Cel zadania: Przedstaw cały poniższy listing jako tabelę Markdown z kolumnami „Nr” i „Wiersz”, wpisując w pierwszej numer kolejny, a w drugiej treść danego wiersza. Puste wiersze pomiń.

★ ★ ★ ★

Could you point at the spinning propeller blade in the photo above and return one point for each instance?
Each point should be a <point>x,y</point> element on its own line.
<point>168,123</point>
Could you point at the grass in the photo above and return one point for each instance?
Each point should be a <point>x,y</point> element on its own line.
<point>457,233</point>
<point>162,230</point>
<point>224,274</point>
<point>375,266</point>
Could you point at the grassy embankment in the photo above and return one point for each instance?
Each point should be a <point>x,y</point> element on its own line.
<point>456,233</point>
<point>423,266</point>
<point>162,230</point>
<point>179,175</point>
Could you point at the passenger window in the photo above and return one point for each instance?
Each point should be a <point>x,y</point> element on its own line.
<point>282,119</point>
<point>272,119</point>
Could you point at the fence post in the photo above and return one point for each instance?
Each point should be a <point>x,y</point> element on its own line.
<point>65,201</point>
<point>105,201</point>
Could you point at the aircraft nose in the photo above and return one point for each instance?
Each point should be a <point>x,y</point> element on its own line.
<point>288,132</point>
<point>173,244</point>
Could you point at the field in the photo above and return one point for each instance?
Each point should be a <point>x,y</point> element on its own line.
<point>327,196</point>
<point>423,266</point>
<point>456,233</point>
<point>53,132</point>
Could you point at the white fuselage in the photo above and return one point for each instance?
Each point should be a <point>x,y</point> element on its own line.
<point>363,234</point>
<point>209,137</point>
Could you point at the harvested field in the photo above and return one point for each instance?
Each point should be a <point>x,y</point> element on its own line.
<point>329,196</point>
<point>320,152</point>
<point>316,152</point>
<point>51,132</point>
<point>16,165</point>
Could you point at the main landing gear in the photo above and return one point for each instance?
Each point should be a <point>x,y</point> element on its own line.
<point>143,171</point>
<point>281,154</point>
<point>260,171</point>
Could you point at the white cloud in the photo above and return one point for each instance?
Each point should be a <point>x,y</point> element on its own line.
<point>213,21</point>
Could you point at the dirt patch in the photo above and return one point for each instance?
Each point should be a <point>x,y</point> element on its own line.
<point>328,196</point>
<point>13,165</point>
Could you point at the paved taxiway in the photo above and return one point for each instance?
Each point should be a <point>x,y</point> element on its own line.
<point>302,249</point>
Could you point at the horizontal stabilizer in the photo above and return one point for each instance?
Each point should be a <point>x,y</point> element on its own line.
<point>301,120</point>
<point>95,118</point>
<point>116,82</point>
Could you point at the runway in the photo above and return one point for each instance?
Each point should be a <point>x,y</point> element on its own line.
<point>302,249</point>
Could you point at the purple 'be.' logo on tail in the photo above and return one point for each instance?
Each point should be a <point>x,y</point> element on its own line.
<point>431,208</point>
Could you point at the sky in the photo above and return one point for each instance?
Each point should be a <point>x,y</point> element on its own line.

★ ★ ★ ★

Wynik ćwiczenia:
| Nr | Wiersz |
|---|---|
| 1 | Could you point at the spinning propeller blade in the photo above and return one point for each instance? |
| 2 | Each point should be a <point>x,y</point> element on its own line. |
| 3 | <point>168,123</point> |
| 4 | Could you point at the grass in the photo above and return one point for each instance? |
| 5 | Each point should be a <point>x,y</point> element on its own line. |
| 6 | <point>457,233</point> |
| 7 | <point>162,230</point> |
| 8 | <point>224,274</point> |
| 9 | <point>375,266</point> |
| 10 | Could you point at the grassy embankment in the photo above and return one point for each instance? |
| 11 | Each point should be a <point>x,y</point> element on its own line. |
| 12 | <point>456,233</point> |
| 13 | <point>423,266</point> |
| 14 | <point>162,230</point> |
| 15 | <point>179,175</point> |
| 16 | Could you point at the passenger window in the photo above and return one point for each instance? |
| 17 | Each point should be a <point>x,y</point> element on its own line. |
| 18 | <point>282,119</point> |
| 19 | <point>272,119</point> |
| 20 | Could you point at the fence post in the photo above and return one point for each instance? |
| 21 | Each point should be a <point>x,y</point> element on its own line. |
| 22 | <point>65,201</point> |
| 23 | <point>105,201</point> |
| 24 | Could you point at the aircraft nose in the photo above and return one point for each instance? |
| 25 | Each point should be a <point>x,y</point> element on its own line. |
| 26 | <point>288,132</point> |
| 27 | <point>173,244</point> |
| 28 | Could you point at the field in the photo above and return one point for each instance? |
| 29 | Each point should be a <point>x,y</point> element on its own line. |
| 30 | <point>327,196</point> |
| 31 | <point>423,266</point> |
| 32 | <point>456,233</point> |
| 33 | <point>53,132</point> |
| 34 | Could you point at the white fuselage in the photo above and return one point for each instance? |
| 35 | Each point should be a <point>x,y</point> element on its own line. |
| 36 | <point>363,234</point> |
| 37 | <point>209,137</point> |
| 38 | Could you point at the harvested field in the photo above and return one point for each instance? |
| 39 | Each point should be a <point>x,y</point> element on its own line. |
| 40 | <point>329,196</point> |
| 41 | <point>320,152</point> |
| 42 | <point>316,152</point> |
| 43 | <point>51,132</point> |
| 44 | <point>16,165</point> |
| 45 | Could you point at the main landing gear in the photo above and return one point for each instance? |
| 46 | Each point should be a <point>x,y</point> element on its own line. |
| 47 | <point>143,171</point> |
| 48 | <point>281,154</point> |
| 49 | <point>260,171</point> |
| 50 | Could you point at the white cloud in the photo above and return one point for each instance? |
| 51 | Each point should be a <point>x,y</point> element on its own line. |
| 52 | <point>213,21</point> |
| 53 | Could you point at the dirt patch in the photo above and return one point for each instance? |
| 54 | Each point should be a <point>x,y</point> element on its own line. |
| 55 | <point>328,196</point> |
| 56 | <point>13,165</point> |
| 57 | Could you point at the paved taxiway in the photo above and return one point for each instance? |
| 58 | Each point should be a <point>x,y</point> element on its own line. |
| 59 | <point>302,249</point> |
| 60 | Could you point at the horizontal stabilizer in the photo above and return one point for each instance? |
| 61 | Each point should be a <point>x,y</point> element on its own line. |
| 62 | <point>301,120</point> |
| 63 | <point>95,118</point> |
| 64 | <point>116,82</point> |
| 65 | Could you point at the runway in the photo above and return one point for each instance? |
| 66 | Each point should be a <point>x,y</point> element on its own line. |
| 67 | <point>302,249</point> |
| 68 | Could you point at the purple 'be.' logo on tail in the photo above and return one point for each instance? |
| 69 | Each point should be a <point>x,y</point> element on its own line. |
| 70 | <point>431,208</point> |
| 71 | Could you point at the sky in the photo above and return one point for each instance? |
| 72 | Each point should be a <point>x,y</point> element on its own line. |